◆ OBJETIVO ◆
Repite sin ningún cambio las líneas de abajo, desde la primera hasta la que contiene "column 530, row 209", esta incluida.

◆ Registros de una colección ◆
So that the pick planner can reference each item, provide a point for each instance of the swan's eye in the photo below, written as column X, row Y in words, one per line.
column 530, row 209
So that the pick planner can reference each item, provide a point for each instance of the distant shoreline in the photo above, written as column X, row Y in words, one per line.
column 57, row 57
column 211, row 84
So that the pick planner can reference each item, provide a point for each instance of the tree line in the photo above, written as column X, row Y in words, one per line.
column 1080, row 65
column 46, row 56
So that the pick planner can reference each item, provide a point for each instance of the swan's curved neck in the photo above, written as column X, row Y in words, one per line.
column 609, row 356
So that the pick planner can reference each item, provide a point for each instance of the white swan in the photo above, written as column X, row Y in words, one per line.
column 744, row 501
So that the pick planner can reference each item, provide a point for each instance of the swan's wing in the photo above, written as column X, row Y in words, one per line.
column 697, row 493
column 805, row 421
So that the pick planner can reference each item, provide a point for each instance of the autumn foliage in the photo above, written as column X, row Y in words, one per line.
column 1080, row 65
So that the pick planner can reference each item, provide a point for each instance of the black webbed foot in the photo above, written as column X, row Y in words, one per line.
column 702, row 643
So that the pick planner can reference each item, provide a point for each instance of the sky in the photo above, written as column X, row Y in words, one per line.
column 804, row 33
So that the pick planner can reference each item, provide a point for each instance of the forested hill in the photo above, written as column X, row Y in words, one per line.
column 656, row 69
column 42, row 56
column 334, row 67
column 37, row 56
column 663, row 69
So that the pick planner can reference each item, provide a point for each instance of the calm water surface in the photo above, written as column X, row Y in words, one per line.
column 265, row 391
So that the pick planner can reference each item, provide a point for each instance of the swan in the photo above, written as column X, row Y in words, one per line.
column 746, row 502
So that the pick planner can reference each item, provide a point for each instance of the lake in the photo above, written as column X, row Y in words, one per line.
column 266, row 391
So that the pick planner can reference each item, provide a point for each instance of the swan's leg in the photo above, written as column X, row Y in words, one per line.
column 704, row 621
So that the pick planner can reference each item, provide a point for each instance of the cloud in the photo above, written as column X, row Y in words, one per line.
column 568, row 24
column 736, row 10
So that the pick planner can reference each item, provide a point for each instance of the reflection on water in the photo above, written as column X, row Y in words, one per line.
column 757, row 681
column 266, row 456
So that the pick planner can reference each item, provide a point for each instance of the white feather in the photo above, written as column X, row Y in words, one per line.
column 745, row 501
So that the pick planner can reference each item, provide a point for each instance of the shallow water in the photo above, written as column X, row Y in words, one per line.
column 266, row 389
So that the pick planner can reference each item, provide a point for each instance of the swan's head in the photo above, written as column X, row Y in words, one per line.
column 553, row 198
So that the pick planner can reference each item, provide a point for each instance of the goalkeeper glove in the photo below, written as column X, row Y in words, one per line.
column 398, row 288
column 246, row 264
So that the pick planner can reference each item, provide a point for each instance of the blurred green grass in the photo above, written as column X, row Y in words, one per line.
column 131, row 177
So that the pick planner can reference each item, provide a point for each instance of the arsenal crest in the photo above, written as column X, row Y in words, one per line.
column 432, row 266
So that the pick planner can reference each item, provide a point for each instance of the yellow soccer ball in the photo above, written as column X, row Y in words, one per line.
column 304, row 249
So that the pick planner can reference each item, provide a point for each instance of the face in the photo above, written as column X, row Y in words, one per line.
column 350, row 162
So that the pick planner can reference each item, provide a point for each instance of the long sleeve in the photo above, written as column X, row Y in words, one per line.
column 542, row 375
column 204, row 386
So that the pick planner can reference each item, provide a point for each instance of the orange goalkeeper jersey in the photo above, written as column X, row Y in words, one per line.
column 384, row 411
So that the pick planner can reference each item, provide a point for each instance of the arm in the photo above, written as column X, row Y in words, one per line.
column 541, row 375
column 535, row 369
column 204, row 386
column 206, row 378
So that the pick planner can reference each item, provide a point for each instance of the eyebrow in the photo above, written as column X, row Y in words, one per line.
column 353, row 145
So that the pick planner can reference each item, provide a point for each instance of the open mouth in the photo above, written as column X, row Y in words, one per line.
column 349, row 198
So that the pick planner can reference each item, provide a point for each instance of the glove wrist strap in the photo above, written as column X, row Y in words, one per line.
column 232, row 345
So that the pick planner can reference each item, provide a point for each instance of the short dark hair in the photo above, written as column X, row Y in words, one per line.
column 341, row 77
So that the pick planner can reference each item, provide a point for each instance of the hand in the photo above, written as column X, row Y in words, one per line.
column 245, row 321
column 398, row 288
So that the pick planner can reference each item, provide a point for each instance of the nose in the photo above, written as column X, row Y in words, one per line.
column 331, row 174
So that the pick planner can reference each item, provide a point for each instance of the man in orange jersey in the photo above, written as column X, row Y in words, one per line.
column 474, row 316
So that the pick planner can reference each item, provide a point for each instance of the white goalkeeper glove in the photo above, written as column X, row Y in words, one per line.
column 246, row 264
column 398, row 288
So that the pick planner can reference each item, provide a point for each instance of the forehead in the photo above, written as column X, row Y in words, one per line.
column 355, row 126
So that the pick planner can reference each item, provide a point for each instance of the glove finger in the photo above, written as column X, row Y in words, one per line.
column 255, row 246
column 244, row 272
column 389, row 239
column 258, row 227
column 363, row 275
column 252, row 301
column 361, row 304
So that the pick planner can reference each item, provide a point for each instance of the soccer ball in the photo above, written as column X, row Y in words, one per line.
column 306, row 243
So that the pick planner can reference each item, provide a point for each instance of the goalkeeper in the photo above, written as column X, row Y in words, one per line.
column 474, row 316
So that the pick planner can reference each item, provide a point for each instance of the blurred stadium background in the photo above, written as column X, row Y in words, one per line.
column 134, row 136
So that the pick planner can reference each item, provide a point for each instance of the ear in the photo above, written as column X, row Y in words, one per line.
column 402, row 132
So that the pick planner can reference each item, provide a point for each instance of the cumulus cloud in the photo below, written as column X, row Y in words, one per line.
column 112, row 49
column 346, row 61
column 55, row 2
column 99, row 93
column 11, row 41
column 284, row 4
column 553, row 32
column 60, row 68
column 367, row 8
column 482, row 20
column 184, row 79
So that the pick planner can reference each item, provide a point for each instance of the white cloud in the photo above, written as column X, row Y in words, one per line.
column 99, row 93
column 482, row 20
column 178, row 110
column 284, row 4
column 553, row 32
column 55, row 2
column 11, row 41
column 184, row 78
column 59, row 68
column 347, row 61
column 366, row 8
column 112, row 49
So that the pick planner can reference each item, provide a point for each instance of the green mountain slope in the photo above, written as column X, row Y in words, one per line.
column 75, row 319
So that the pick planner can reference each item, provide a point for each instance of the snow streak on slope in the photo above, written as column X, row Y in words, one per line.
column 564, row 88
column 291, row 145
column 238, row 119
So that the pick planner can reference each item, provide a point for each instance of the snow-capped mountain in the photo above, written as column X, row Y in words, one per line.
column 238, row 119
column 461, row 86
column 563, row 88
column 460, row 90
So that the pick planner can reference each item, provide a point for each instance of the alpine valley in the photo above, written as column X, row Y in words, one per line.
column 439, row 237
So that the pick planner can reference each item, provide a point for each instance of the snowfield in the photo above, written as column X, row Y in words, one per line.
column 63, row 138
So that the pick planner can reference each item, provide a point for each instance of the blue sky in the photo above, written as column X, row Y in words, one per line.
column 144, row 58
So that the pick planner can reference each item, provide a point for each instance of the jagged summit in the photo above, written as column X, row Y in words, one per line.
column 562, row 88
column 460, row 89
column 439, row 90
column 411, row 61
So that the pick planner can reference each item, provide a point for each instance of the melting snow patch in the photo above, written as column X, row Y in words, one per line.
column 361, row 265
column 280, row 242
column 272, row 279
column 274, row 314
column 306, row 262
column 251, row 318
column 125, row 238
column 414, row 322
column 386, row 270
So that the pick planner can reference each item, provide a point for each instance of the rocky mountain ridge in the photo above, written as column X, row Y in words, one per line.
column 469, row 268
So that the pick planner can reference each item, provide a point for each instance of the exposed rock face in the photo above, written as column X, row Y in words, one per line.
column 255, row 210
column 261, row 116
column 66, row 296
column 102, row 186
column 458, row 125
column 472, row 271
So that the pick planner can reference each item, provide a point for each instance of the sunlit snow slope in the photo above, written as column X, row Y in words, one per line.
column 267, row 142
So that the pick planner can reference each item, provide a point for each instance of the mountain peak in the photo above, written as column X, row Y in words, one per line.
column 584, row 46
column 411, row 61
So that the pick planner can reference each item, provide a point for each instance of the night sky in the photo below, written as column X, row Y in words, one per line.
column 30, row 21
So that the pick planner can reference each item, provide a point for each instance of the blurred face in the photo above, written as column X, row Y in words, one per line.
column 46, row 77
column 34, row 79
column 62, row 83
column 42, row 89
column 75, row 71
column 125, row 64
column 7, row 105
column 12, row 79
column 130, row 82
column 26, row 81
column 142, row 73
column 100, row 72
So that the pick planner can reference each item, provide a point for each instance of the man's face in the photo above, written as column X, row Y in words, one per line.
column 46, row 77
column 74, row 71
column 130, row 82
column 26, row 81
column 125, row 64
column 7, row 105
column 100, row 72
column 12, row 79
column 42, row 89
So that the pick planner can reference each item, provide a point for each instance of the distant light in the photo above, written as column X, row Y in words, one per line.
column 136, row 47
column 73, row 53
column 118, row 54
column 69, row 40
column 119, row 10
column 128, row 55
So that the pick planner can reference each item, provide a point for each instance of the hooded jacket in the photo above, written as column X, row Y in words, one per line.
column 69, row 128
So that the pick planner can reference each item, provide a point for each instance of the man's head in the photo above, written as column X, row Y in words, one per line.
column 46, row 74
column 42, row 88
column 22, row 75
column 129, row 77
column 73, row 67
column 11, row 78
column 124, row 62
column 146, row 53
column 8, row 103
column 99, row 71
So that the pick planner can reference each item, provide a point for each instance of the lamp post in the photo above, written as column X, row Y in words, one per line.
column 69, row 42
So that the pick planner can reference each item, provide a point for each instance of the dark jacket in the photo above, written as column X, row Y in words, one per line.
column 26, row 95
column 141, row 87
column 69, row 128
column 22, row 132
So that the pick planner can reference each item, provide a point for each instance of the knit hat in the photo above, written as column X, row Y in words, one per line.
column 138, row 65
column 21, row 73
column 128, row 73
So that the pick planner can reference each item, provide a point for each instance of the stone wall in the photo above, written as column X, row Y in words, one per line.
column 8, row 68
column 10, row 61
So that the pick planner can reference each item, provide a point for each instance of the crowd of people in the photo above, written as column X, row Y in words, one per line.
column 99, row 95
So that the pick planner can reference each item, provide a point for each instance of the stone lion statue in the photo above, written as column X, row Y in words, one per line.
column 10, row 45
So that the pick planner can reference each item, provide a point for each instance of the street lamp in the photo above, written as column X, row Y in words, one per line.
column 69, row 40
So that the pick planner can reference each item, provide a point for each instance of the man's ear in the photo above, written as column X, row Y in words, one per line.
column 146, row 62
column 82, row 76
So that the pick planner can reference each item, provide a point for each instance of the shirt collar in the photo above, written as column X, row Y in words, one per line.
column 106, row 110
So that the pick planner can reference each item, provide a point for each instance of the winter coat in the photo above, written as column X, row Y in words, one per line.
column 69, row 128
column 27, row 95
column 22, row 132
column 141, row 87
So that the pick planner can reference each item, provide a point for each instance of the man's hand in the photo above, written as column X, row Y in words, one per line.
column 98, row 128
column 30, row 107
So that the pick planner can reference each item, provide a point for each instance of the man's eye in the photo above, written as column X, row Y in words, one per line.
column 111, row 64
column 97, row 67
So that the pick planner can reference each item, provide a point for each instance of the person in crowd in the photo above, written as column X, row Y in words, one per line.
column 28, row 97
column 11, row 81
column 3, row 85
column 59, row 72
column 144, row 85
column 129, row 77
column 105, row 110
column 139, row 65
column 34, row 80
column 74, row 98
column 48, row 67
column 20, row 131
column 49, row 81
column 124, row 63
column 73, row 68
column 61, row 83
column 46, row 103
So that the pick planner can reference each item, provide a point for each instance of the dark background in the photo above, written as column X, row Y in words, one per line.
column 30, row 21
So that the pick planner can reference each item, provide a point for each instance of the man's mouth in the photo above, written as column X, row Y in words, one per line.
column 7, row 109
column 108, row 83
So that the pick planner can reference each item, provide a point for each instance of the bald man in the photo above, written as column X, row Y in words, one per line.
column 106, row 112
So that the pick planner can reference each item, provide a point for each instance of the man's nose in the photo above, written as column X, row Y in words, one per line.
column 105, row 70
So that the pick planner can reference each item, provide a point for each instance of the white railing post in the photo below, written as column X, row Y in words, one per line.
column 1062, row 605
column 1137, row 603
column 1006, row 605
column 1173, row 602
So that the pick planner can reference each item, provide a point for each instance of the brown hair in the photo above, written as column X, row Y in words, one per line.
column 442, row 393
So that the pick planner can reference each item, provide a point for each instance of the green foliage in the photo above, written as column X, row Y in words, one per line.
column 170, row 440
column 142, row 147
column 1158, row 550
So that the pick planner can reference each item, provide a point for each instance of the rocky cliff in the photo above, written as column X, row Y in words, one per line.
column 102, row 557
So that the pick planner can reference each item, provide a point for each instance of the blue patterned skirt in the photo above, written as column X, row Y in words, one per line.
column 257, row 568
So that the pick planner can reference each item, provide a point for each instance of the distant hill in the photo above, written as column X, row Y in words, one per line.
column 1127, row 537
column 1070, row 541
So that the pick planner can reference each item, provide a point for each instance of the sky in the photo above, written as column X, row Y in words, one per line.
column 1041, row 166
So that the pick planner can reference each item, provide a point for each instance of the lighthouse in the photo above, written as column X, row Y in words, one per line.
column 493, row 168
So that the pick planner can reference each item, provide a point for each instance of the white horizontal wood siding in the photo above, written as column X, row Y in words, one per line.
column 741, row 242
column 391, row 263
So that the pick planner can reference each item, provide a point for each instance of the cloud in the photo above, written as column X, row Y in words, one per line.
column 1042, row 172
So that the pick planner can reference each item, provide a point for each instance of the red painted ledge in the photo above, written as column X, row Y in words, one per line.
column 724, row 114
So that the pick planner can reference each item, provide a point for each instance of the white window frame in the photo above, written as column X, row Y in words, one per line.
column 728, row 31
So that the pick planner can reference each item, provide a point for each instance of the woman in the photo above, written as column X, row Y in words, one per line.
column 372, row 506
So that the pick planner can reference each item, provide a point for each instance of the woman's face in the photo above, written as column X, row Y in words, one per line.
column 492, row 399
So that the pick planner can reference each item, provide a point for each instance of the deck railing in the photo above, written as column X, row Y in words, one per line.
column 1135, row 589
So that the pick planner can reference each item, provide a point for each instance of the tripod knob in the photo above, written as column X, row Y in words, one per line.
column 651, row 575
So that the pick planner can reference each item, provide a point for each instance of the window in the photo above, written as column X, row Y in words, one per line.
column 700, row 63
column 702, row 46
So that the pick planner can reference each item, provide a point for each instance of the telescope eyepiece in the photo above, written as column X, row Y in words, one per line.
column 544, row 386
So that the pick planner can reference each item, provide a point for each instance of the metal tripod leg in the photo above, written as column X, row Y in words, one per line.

◆ SOLUCIÓN ◆
So that the pick planner can reference each item, provide a point for each instance of the swan's eye in the photo below, written as column X, row Y in words, one per line.
column 530, row 209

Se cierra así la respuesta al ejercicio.